Exercise goal | Count the lines in the material below that contain the string "bellows", and reply with the number alone.

#### Dataset extract

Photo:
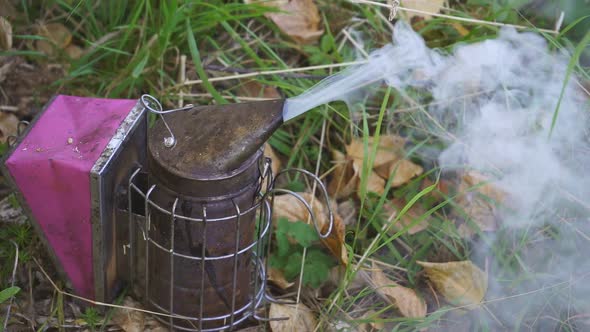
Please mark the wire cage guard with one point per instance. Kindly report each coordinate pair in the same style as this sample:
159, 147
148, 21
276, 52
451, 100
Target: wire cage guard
146, 241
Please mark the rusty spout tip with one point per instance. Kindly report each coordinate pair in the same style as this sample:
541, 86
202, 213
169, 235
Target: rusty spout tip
214, 140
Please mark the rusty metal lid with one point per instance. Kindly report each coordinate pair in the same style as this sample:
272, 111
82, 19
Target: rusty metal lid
213, 144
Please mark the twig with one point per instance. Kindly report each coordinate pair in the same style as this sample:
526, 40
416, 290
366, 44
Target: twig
13, 280
271, 72
8, 108
246, 71
241, 98
451, 17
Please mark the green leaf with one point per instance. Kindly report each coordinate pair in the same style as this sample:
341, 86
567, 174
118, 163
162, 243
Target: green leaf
317, 267
8, 293
196, 55
140, 66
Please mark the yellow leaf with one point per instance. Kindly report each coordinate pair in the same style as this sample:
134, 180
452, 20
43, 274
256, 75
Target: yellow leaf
299, 19
74, 52
5, 34
409, 218
301, 318
388, 149
374, 183
335, 241
425, 6
404, 299
402, 171
343, 182
293, 209
461, 283
478, 199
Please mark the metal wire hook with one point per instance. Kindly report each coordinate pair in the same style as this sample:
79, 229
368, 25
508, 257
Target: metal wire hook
307, 205
154, 106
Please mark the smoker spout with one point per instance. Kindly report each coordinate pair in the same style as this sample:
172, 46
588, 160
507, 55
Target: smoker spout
216, 139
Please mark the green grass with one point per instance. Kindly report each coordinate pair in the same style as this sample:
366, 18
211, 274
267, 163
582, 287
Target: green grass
135, 48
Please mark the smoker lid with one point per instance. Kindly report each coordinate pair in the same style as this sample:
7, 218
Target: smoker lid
214, 141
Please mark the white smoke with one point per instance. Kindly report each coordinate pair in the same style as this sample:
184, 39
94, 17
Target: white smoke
504, 130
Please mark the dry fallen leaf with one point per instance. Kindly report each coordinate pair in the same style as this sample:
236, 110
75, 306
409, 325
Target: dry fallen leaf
291, 208
404, 299
428, 6
278, 278
8, 125
461, 283
335, 241
299, 19
343, 182
5, 34
127, 319
389, 149
375, 183
402, 171
477, 199
301, 318
74, 52
57, 36
410, 217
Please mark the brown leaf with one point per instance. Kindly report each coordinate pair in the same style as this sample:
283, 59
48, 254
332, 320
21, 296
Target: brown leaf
404, 299
478, 199
5, 34
300, 19
344, 181
74, 52
293, 209
375, 183
335, 241
402, 171
278, 278
410, 217
301, 318
441, 191
389, 149
57, 36
8, 125
429, 6
129, 320
461, 283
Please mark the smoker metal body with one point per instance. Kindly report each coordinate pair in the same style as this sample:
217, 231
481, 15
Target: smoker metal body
185, 225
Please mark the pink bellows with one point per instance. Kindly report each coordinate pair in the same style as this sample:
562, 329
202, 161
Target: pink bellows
51, 167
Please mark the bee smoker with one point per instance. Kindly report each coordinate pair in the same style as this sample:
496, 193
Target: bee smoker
177, 210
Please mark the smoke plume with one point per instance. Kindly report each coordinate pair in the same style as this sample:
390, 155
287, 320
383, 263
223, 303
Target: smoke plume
495, 102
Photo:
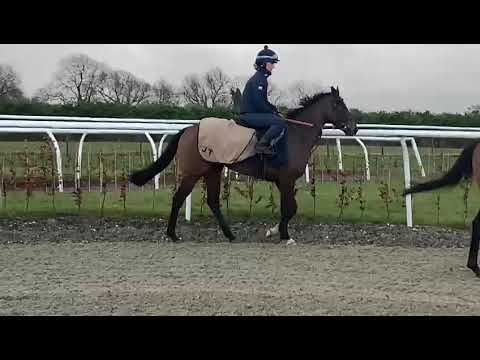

########

Response | 2